# Yapılacak işler:
a – Serinhisar düğünleri metnine göre düğün kaç gün sürer?
b – Serinhisar düğünleri metnini "DENİZLİ / SERİNHİSAR'IN" kısmından "kadar devam eder." kısmına kadar yeniden yazın ve "nişan" ifadesini "nişan töreni" ile değiştirin.

# Belge alıntısı:
:::

31 Aralık 2014 Çarşamba

DENİZLİ / SERİNHİSAR'IN DÜĞÜNLERİ

Her insanın bir gün dünya evine giderken yaptığı düğün gibi bizim de kendi adetlerimize göre düğün yapılır. Peki bu düğüne nasıl hazırlanır kaç gün sürer bu düğüne ilk adım düğünden önceki söz ya da nişan ile ilk adımlar atılır aradan zaman geçtikten sonra düğün tarihi geldiğinde düğüne başlanır.  Bu düğün 5 gün devam eder cuma gününden başlayıp salı günü akşama kadar devam eder.
1. GÜN
 Cuma günü sabahtan oğlan evinde yufka ekmeği pişer daha sonra bu ekmeklere yağ sürülür.  Yağladıktan sonra oğlan evi toplanıp kız evine giderler.  Ekmekler yenir sonra gelinin takılarını oģlanın annesi geline takıları takar. Akşam olunca tekrar kız evine gidilir.  O gün akşam oğlak kesilir ve kadınlar oynamaya başlarlar. O gün telli ya da üç etek denilen yöresel kıyafetler giyilir. Saat 11 sıralarında ciğer kavurması kız ciğeri denilen yufka ekmeği arası ciğer  misafirlere dağıtılır. Oğlan evi geri döner.
2.GÜN
Cumartesi sabah oğlan evinde yemek olur. Öğlen olunca kız evine gidilir buna Çeyiz denir. Şeker dağıtılır.  Erkekler geri dönerken keşkek dövmeye dibek taşında keşkeklik döverler. Oğlan evine gelince bayrak asılır ve damattan para alınır.  Akşam tekrar toplanırlar kız evine gidilir. Kız evinde oynanır kız nişanlık giyer. Saat 10:30 sularında kına merasimi olur. Kızlar gelinin etrafında dönerler bir tane kına tepsisi olur isteyenler birer kez o tepsiyi gelin ile damadın başında döndürürler. Kına yakılacağı zaman grlin ile damat elini açmaz ve kızın annesi ile oģlanın annesi avuçlarına altın koyarlar bu arada kızın yüzü örtülüdür. Kına yakıldıktan sonra damat gelinin yüzünü açar alnından öper ve harmandalı oynarlar. Gece 12 ye kadar oynanır daha sonra oğlan evi gider kız evinde kızın ayaklarına ve ellerine kına yakılır bi gece de böyle biter.

:::

# Satır alıntıları:
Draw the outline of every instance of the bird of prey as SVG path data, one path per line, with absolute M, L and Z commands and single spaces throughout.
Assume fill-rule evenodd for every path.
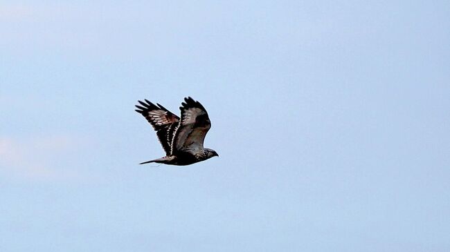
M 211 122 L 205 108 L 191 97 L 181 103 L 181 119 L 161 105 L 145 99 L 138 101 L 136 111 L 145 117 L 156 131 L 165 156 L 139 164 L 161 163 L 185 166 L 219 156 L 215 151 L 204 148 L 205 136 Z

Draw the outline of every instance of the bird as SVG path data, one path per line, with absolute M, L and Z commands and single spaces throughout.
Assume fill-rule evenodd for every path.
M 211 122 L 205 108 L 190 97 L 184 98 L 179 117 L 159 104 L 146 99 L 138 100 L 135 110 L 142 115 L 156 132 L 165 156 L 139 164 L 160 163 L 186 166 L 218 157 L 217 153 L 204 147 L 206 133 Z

:::

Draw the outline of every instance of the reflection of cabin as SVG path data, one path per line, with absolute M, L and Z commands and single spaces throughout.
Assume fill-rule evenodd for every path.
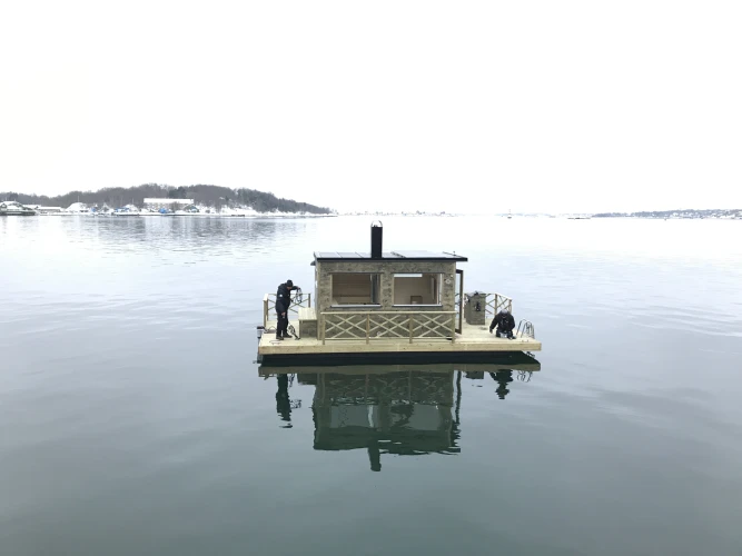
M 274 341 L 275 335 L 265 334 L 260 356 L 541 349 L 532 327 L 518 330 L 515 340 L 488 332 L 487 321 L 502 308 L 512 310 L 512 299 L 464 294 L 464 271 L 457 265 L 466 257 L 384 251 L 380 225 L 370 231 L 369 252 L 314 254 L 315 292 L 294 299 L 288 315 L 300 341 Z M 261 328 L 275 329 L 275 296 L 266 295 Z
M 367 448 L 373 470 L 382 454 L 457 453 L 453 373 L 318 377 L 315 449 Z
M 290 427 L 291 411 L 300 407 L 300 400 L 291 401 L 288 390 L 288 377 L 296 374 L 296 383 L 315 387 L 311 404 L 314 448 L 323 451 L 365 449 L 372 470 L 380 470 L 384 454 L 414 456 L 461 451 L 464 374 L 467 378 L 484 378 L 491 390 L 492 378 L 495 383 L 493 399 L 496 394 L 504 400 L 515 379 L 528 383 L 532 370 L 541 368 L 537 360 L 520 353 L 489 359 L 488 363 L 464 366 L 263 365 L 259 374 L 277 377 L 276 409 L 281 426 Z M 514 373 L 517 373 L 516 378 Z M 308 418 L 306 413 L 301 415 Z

:::

# Görev çıktıları:
a – Düğün 5 gün sürer; cuma günü başlayıp salı akşamına kadar devam eder.

b –
DENİZLİ / SERİNHİSAR'IN DÜĞÜNLERİ

Her insanın bir gün dünya evine giderken yaptığı düğün gibi bizim de kendi adetlerimize göre düğün yapılır. Peki bu düğüne nasıl hazırlanır kaç gün sürer bu düğüne ilk adım düğünden önceki söz ya da nişan töreni ile ilk adımlar atılır aradan zaman geçtikten sonra düğün tarihi geldiğinde düğüne başlanır.  Bu düğün 5 gün devam eder cuma gününden başlayıp salı günü akşama kadar devam eder.